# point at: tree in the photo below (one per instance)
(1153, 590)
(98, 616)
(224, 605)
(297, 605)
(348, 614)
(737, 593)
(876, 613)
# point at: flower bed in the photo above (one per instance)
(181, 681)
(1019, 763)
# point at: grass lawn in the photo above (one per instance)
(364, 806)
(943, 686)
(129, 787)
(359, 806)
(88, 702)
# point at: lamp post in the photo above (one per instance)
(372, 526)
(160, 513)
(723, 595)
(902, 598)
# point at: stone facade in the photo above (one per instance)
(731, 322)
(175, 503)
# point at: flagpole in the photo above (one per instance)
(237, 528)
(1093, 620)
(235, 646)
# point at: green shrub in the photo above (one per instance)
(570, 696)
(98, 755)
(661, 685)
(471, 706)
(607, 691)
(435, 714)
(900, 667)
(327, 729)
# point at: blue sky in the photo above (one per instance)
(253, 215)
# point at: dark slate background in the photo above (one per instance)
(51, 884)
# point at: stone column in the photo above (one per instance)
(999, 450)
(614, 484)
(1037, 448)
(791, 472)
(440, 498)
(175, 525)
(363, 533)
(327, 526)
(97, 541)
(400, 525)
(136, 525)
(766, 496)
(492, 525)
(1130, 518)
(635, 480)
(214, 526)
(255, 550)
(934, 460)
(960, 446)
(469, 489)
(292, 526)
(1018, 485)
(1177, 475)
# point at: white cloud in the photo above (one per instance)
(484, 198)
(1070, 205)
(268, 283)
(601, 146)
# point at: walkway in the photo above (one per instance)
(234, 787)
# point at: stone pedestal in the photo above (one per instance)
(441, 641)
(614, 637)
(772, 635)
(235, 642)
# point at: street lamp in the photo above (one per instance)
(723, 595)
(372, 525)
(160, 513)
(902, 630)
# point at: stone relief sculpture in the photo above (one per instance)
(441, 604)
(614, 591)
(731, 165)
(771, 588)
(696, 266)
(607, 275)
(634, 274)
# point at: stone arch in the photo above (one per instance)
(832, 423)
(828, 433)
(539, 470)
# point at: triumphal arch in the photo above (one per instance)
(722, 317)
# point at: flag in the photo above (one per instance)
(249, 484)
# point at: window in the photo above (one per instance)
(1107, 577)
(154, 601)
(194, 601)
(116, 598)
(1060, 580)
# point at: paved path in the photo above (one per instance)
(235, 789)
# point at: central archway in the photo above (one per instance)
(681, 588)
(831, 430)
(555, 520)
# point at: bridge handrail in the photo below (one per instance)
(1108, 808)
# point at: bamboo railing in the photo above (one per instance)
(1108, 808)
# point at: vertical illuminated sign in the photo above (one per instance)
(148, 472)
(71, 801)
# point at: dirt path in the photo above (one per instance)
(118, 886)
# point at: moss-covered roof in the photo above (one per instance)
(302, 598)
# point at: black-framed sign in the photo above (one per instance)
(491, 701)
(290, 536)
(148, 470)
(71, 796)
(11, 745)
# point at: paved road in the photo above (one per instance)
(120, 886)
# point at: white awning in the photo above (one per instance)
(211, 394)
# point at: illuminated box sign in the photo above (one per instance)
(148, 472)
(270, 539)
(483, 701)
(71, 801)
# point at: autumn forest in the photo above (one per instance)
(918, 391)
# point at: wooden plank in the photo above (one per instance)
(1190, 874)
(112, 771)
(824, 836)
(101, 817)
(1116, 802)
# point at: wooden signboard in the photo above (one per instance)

**Set problem**
Reproduce every one of the lines above, unchanged and in the same order.

**Result for this task**
# point at: tree in the photo below (one per instance)
(1153, 590)
(98, 616)
(224, 605)
(297, 605)
(348, 614)
(737, 593)
(876, 613)
# point at: flower bed in the photo above (one per instance)
(181, 681)
(1019, 763)
# point at: grass lawn in the photo above (one per instance)
(364, 806)
(943, 686)
(129, 787)
(359, 806)
(88, 702)
# point at: lamp post in the photo above (one per instance)
(372, 526)
(160, 513)
(723, 595)
(902, 598)
# point at: stone facade in the photo above (one per instance)
(731, 322)
(175, 503)
# point at: flagpole in the photo above (one per instance)
(237, 528)
(1093, 620)
(235, 646)
# point at: green shrub in the photo above (one per instance)
(570, 696)
(98, 755)
(661, 685)
(471, 706)
(607, 691)
(435, 714)
(900, 667)
(327, 729)
# point at: blue sky in the photo above (one per instance)
(253, 215)
# point at: dark slate background in the photo above (one per instance)
(51, 884)
# point at: stone column in the photo above (one per instance)
(999, 450)
(614, 484)
(1037, 448)
(791, 472)
(440, 498)
(175, 525)
(363, 533)
(327, 526)
(97, 541)
(400, 525)
(136, 525)
(766, 496)
(492, 525)
(1130, 518)
(635, 480)
(214, 526)
(255, 550)
(934, 460)
(960, 446)
(469, 489)
(292, 526)
(1018, 485)
(1177, 475)
# point at: white cloud in the photo above (one per instance)
(484, 198)
(1070, 205)
(268, 283)
(601, 146)
# point at: walkway in the photo above (one per instance)
(234, 787)
# point at: stone pedestal in the photo above (one per instance)
(441, 641)
(614, 637)
(772, 635)
(235, 642)
# point at: street lamp in the photo above (one per instance)
(723, 595)
(372, 525)
(160, 513)
(902, 630)
# point at: stone relief sculpture in the photo above (one per instance)
(441, 604)
(614, 591)
(731, 165)
(771, 588)
(696, 266)
(607, 275)
(634, 274)
# point at: stone arch in the photo above (one per instance)
(832, 423)
(828, 433)
(539, 470)
# point at: triumphal arch in the photo above (one per instance)
(722, 317)
# point at: flag in the photo above (one per instance)
(249, 484)
# point at: window in the photo above (one per instance)
(1107, 577)
(154, 601)
(194, 601)
(116, 598)
(1060, 580)
# point at: paved path in the photo above (one per instance)
(235, 789)
# point at: central archway in the photo above (one per instance)
(681, 588)
(831, 430)
(555, 520)
# point at: bridge handrail in the photo below (one per instance)
(1108, 808)
# point at: bamboo railing in the photo above (one per instance)
(1108, 808)
# point at: vertical illuminated sign in the photo above (one per instance)
(148, 472)
(71, 801)
# point at: dirt path in the photo above (one per instance)
(118, 886)
# point at: moss-covered roof in the photo above (one per instance)
(302, 598)
# point at: black-framed sign in the photo above (one per instance)
(491, 701)
(290, 536)
(148, 470)
(71, 796)
(11, 745)
# point at: paved road in the photo above (one per instance)
(120, 886)
# point at: white awning in the photo above (one per instance)
(211, 394)
# point at: illuminated box sign in the photo above (one per instance)
(148, 472)
(270, 539)
(483, 701)
(71, 801)
# point at: autumn forest in the photo above (one per instance)
(918, 391)
# point at: wooden plank in the photo above (one per instance)
(1190, 874)
(112, 771)
(824, 836)
(101, 817)
(1116, 802)
# point at: wooden signboard in the photo above (one per instance)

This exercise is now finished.